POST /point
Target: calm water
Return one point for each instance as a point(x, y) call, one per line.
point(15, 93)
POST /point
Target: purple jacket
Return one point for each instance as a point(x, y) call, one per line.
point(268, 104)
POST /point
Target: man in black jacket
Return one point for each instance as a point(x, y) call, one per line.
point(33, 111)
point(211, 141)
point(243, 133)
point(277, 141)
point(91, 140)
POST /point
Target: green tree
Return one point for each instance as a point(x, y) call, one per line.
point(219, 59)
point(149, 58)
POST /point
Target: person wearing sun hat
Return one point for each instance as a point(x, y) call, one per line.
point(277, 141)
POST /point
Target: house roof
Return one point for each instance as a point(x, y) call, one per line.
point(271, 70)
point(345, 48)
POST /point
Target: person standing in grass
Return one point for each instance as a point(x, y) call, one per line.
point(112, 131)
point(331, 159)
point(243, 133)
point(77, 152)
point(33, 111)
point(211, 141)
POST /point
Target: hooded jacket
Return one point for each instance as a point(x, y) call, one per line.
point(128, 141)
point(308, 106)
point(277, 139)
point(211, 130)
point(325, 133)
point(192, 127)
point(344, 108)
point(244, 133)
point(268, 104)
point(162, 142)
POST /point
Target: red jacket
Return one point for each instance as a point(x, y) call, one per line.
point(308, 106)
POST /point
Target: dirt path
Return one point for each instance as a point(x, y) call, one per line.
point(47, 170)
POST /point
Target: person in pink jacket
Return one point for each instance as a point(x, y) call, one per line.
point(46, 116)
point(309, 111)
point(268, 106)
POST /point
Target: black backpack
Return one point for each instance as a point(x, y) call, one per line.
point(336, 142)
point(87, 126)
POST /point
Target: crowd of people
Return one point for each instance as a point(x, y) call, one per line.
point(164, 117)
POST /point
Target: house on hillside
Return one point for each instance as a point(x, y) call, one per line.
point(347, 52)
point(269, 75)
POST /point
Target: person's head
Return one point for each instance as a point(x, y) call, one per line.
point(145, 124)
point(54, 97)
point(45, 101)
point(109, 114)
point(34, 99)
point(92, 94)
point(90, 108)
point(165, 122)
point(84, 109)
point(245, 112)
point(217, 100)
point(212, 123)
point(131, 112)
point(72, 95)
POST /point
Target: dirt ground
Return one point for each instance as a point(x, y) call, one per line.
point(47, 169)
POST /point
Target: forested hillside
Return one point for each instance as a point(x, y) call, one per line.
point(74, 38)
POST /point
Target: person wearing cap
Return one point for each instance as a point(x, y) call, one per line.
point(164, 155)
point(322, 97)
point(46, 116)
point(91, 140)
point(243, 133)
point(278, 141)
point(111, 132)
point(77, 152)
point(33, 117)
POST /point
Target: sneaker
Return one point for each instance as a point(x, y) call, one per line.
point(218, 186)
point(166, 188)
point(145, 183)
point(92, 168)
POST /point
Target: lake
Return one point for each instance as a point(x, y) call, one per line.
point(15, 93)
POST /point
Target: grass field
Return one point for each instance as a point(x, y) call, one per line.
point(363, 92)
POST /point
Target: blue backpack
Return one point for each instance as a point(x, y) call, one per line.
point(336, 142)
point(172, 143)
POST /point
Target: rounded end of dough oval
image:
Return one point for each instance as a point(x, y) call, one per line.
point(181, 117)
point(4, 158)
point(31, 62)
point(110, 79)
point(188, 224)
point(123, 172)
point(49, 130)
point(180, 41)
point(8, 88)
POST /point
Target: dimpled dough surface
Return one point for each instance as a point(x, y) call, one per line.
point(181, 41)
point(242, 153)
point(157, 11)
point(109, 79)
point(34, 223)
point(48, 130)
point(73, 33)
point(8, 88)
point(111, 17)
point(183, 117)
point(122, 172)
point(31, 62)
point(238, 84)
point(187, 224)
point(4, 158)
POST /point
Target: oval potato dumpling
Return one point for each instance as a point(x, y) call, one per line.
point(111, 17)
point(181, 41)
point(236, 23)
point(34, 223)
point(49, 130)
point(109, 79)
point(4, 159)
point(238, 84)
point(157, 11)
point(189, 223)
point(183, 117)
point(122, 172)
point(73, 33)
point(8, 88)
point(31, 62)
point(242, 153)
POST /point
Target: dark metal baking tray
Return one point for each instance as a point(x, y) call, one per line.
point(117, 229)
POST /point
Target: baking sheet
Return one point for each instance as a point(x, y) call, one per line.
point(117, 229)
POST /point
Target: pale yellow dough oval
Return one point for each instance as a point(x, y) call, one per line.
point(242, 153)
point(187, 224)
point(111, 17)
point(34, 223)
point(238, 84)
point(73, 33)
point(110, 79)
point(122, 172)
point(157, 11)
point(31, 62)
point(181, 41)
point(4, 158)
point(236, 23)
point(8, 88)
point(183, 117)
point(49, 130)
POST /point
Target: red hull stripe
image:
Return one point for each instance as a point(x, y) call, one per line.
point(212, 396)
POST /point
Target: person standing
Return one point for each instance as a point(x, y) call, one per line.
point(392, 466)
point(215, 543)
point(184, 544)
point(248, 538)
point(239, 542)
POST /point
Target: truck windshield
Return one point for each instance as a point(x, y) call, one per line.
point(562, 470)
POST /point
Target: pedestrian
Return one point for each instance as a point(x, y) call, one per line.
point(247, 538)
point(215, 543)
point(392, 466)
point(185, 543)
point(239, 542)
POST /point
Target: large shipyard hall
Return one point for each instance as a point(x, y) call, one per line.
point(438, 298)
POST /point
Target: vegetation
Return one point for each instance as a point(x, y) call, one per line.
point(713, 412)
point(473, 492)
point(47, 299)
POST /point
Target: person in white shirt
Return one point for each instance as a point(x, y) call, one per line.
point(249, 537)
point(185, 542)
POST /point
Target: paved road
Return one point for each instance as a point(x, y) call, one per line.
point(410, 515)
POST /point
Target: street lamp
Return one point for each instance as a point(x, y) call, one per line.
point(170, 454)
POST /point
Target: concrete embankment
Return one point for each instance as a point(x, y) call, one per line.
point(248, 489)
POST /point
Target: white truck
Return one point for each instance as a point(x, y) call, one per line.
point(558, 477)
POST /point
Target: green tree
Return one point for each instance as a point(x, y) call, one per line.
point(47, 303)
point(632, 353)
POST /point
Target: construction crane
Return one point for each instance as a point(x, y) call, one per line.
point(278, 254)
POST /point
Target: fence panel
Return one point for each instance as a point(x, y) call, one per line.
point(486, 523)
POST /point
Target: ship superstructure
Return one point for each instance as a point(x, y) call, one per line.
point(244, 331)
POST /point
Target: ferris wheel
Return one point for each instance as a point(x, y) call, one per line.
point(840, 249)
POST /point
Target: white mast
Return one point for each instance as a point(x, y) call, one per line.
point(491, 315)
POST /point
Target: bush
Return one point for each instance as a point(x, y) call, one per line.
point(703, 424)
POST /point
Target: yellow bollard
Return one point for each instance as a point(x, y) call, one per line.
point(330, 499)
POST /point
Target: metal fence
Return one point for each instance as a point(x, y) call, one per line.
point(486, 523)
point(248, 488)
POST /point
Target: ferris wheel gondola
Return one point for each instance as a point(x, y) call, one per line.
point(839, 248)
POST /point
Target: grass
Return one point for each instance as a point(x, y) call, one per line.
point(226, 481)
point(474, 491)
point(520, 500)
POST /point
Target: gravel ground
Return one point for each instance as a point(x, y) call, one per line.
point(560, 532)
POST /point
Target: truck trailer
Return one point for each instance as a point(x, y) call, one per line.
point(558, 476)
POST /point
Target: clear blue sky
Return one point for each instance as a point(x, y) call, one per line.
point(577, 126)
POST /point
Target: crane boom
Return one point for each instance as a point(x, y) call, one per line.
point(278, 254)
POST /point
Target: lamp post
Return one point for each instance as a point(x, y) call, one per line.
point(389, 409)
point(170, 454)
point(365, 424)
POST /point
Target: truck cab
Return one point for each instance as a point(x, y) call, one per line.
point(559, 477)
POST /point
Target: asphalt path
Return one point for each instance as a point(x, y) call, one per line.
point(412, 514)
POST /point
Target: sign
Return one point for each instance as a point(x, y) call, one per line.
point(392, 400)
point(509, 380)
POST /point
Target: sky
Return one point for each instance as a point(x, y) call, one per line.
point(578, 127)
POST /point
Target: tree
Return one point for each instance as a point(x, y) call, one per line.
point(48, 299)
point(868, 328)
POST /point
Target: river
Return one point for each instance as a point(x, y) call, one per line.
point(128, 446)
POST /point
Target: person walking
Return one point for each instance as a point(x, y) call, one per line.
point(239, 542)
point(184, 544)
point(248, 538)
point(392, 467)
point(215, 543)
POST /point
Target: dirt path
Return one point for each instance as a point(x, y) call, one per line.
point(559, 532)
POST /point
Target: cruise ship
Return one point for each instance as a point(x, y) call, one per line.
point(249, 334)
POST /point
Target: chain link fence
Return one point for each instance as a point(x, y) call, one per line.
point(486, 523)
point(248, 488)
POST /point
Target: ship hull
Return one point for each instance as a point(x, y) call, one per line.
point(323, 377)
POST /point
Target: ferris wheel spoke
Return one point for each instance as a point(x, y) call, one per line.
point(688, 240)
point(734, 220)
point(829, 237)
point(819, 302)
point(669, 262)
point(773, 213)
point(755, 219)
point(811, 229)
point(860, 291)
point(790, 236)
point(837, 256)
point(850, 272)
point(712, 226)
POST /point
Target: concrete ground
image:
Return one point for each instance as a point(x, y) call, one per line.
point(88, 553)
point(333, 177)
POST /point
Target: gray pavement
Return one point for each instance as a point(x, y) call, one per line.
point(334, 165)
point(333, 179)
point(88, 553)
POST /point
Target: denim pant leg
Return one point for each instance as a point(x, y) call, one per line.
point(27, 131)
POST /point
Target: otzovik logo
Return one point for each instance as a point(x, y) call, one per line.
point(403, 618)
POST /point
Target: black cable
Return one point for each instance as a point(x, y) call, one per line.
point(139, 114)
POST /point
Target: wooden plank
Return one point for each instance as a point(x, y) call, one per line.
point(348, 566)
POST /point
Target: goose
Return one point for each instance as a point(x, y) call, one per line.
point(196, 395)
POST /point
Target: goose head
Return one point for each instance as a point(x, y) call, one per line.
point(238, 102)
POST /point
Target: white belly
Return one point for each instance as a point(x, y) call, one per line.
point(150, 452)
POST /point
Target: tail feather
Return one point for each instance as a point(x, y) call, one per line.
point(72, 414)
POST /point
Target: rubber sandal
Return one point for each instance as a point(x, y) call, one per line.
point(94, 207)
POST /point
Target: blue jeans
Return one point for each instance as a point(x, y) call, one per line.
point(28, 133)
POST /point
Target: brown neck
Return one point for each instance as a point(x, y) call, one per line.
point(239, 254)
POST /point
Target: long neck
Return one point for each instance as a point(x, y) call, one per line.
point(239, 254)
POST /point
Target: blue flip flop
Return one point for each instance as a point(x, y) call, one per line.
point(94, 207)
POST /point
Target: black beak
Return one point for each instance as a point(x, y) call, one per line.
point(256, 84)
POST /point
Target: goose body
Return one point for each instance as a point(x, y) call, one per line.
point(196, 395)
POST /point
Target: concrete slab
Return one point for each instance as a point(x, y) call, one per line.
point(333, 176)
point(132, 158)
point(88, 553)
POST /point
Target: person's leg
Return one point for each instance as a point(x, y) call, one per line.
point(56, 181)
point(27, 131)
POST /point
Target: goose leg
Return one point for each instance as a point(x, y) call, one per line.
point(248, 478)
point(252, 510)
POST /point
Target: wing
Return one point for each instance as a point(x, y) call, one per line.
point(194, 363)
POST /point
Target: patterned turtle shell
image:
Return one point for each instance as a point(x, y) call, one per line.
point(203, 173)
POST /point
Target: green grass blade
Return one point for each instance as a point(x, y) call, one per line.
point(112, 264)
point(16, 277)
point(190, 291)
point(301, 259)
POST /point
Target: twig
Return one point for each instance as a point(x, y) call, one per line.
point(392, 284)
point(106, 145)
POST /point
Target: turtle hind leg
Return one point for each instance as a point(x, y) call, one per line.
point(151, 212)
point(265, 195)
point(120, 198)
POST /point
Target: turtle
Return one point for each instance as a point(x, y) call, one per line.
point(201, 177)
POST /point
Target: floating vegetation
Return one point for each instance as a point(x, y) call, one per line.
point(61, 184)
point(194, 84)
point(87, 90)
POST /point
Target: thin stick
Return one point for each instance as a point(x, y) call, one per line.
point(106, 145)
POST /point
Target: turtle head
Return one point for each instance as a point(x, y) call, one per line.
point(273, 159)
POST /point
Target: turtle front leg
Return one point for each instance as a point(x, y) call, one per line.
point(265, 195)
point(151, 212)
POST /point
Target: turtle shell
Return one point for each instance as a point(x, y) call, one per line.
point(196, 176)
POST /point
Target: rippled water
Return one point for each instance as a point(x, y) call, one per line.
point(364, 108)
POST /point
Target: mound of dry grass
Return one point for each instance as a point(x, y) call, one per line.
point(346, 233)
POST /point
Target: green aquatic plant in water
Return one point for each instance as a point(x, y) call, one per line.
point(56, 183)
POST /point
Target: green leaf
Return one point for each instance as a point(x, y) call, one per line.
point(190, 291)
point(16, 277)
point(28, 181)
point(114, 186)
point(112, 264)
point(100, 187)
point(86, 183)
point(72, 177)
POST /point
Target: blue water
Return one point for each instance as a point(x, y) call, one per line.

AIM OF THE EXERCISE: From the records above, extract every line that contains the string "vegetation", treating uppercase and lowercase letters as distinct.

RESPONSE TO THIS EXERCISE:
Target: vegetation
Target: floating vegetation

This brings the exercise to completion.